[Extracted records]
= Beginning of Section =
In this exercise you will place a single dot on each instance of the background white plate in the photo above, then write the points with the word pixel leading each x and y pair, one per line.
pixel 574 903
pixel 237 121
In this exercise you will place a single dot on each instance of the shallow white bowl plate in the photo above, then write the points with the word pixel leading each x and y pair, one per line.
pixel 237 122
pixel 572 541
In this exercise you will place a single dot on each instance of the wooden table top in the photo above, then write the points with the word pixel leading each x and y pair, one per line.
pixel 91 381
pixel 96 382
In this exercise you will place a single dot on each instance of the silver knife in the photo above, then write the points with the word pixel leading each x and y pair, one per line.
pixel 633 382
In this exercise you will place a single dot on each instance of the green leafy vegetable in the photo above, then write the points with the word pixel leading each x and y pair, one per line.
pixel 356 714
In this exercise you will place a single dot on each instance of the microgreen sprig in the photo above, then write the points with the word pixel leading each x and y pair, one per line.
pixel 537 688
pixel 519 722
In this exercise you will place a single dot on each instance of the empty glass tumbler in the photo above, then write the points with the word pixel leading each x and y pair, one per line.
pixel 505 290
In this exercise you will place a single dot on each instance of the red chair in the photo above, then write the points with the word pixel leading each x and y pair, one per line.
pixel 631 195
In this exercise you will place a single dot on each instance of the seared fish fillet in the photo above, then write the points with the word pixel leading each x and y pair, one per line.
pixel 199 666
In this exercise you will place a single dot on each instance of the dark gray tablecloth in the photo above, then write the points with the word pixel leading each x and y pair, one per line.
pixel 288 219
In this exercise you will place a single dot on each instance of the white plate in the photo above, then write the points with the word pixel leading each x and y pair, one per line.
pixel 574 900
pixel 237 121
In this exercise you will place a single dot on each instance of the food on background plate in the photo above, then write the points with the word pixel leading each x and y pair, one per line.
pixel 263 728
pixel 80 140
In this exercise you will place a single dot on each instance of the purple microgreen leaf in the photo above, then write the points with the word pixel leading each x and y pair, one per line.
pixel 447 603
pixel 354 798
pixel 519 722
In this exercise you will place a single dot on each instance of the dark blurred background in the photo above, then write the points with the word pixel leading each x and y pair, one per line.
= End of Section =
## WHAT YOU ARE ASKED TO DO
Reproduce every entry above. Make each line identical to the original.

## SOLUTION TO THIS TASK
In this exercise you will place a single dot on each instance of the background white plate in the photo above, then write the points with the word pixel leading each x and y pair, one per line.
pixel 574 903
pixel 237 121
In this exercise you will place a single dot on each instance of the shallow white bowl plate in the photo above, then write the points with the word pixel leading each x and y pair, one per line.
pixel 237 122
pixel 572 541
In this exercise you will place a single dot on each instance of the wooden table top in the photo above, then write the points with the word pixel leading each x and y pair, one per line.
pixel 91 381
pixel 96 382
In this exercise you will place a single dot on each instance of the silver knife in the photo above, then write the points with the word pixel leading each x and y pair, one per line.
pixel 633 382
In this exercise you will place a single dot on each instance of the green leafy vegetable in the photo above, then write the points with the word pixel leading each x and y pair, one per line.
pixel 356 714
In this exercise you will place a single dot on each instance of the microgreen sprig in the photo above, then write the points with the word pixel leading each x and y pair, one per line.
pixel 537 688
pixel 519 722
In this exercise you will place a single dot on each instance of the empty glass tumbler in the photo above, then write the points with the word pixel leading each x and y pair, one per line.
pixel 505 290
In this exercise you will place a single dot on each instance of the red chair in the photo above, then write the points with the word pixel leading each x and y pair, one per line.
pixel 631 195
In this exercise you will place a single dot on each instance of the seared fish fillet in the photo above, then write the points with the word pixel leading each x and y pair, one per line.
pixel 199 666
In this exercise you will place a single dot on each instance of the dark gray tablecloth in the photo above, then write the points with the word pixel leading each x and y pair, one per line.
pixel 288 219
In this exercise you will place a single dot on each instance of the white plate in the photo above, then write the points with the word pixel leading each x and y pair, one per line.
pixel 574 900
pixel 237 121
In this exercise you will place a single dot on each instance of the food on background plate in the photo above, then write the points with the word pixel leading each x and y pair, one per line.
pixel 263 728
pixel 80 140
In this exercise you will place a single dot on each instance of the purple microgreen leaf in the photo above, then write the points with the word pixel leading each x and y pair, one per line.
pixel 447 603
pixel 354 798
pixel 519 722
In this exercise you will place a single dot on each instance of the dark blurred background in the photo above, then write the points with the word pixel leading each x and y pair, one per line.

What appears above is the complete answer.